== EXCERPTED PASSAGE ==
[Start of section]

Lessons from London
May 16, 2025
Jo Gower

I am writing this blog from by mobile office (the train home) after an exhausting but incredibly informative two days of executive briefing meetings and one on ones in London. What a way to immerse myself in a pool of talent and thought leadership!
So, what did I learn?
- As an industry we are still trying to work out how to conduct ourselves effectively in the post-Covid and now intra-Trump era. There doesn’t seem to be any established route to getting attention, showing value, and differentiating. People are having to get highly creative (which is always a good thing).
- The market is still suffering from over valuation during the Covid era. Many companies still haven’t grown into their valuations a few years post investment and so have had their attention turned from innovation to cost cutting and recovery. The result is now an era of lower valuations and nervousness to invest and to be invested in.
- Profitability, or near profitability is now valued more highly than year on year growth. Around the room, relative weightings of between 2 and 3 times were cited as to how much profitability is valued compared to YOY growth. The era of ‘grow at any cost’ is long behind us.
- Buyers are becoming more risk-averse and engaging successfully requires patience, consistency, and a tangible relationship between your people and your brand.
- Trust is key and the beginning of the process of establishing trust comes through engagement with your brand. Companies need to think about how future customers can get a strong and accurate sense of what you will be like to work with before they’ve even met you.
- Buyers need evidence of capability. The sales approach of selling ideas or software which is 90% PowerPoint doesn’t work. Evidence based selling is key, and you should be thinking more about how you prove your product, or service works than it’s features and functions.

[End of section]

== TASK 1 ==
In the London blog post, how much more highly is profitability said to be valued than year-on-year growth?
== TASK 2 ==
Please say whether each statement agrees with the London blog post, answering yes or no and quoting the deciding words: (a) the author wrote the post on the train home; (b) buyers are becoming more willing to take risks; (c) the London meetings lasted three days.

== SUPPLIED MATERIAL ==
[Start of section]

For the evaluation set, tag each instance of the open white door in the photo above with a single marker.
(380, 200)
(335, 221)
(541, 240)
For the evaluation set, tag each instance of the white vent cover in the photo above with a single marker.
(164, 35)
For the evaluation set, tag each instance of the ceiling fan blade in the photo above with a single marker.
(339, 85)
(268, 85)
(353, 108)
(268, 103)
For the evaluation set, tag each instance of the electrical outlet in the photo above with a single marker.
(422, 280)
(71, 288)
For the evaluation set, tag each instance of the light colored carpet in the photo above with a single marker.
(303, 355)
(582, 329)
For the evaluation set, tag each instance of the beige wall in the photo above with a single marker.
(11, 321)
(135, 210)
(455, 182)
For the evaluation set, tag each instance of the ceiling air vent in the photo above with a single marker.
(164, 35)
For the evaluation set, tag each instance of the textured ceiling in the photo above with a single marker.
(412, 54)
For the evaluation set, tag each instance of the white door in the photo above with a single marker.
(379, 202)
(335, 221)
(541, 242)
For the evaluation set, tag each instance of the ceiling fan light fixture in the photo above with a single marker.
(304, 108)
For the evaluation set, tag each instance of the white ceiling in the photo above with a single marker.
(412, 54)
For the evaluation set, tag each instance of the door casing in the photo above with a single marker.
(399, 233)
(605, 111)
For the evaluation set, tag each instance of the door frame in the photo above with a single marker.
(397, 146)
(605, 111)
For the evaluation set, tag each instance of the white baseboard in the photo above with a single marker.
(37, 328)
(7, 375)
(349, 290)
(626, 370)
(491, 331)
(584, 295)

[End of section]

== ANSWER SPACE 1 ==
Between 2 and 3 times more highly.

== ANSWER SPACE 2 ==
(a) Yes: "(the train home)"
(b) No: "Buyers are becoming more risk-averse"
(c) No: "two days of executive briefing meetings and one on ones in London"